⟨

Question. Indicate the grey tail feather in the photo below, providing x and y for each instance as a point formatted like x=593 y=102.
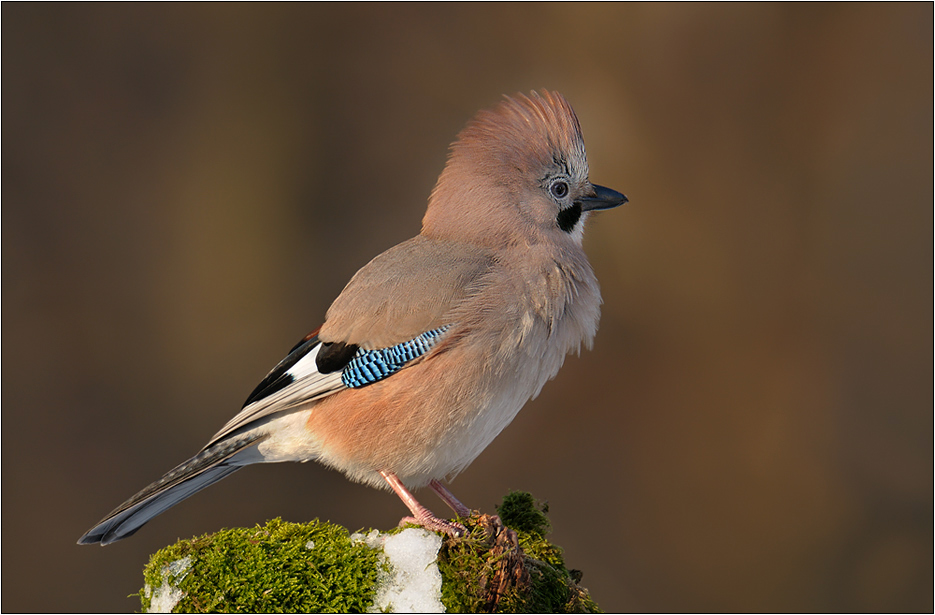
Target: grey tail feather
x=204 y=469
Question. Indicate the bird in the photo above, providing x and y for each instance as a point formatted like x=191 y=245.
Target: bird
x=436 y=344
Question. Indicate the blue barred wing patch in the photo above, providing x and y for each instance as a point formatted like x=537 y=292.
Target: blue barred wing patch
x=369 y=366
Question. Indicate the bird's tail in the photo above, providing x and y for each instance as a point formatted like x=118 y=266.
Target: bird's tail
x=204 y=469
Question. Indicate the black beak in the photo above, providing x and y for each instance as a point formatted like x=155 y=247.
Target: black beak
x=604 y=198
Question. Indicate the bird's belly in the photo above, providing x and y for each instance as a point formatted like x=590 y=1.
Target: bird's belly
x=428 y=421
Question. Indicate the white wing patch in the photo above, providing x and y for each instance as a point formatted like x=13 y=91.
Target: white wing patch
x=308 y=385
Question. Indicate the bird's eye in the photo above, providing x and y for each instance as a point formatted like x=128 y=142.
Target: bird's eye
x=559 y=189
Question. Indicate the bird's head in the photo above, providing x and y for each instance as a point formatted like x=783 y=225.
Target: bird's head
x=517 y=173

⟩

[WHAT IS REQUIRED]:
Would you set down the listing exactly, omitting pictures?

[COMPLETED EXERCISE]:
Question. Indicate the grey tail feather in the photo below, providing x and y for each instance as a point formatted like x=593 y=102.
Target: grey tail feather
x=204 y=469
Question. Indicate the bird in the photo above, providing x and y for each instance as a point formatted like x=191 y=245.
Target: bird
x=436 y=344
Question. Indicate the blue barred wing patch in the photo above, providing x and y for each instance as a point formatted like x=537 y=292.
Target: blue barred wing patch
x=369 y=366
Question. Indicate the bird's tail in the photo above, providing x and y for each instance as a point formatted like x=118 y=266.
Target: bird's tail
x=204 y=469
Question. Indicate the black beak in the photo above, providing x and y for each instance as a point formatted like x=155 y=247.
Target: black beak
x=604 y=198
Question. Indicate the bird's belly in the photo above, providing x and y for each instance as a point formatted like x=590 y=1.
Target: bird's belly
x=428 y=421
Question. Indicate the white wing patch in the photo above, providing x and y for each instance as a point formatted like x=13 y=91.
Target: white wing patch
x=308 y=385
Question. Indicate the bird's eye in the photo above, providing x and y for each instance as a point formatted like x=128 y=142.
Target: bird's eye
x=559 y=189
Question. Indicate the bird's head in the photo above, providing x and y for each instance as a point formatted like x=783 y=225.
Target: bird's head
x=517 y=173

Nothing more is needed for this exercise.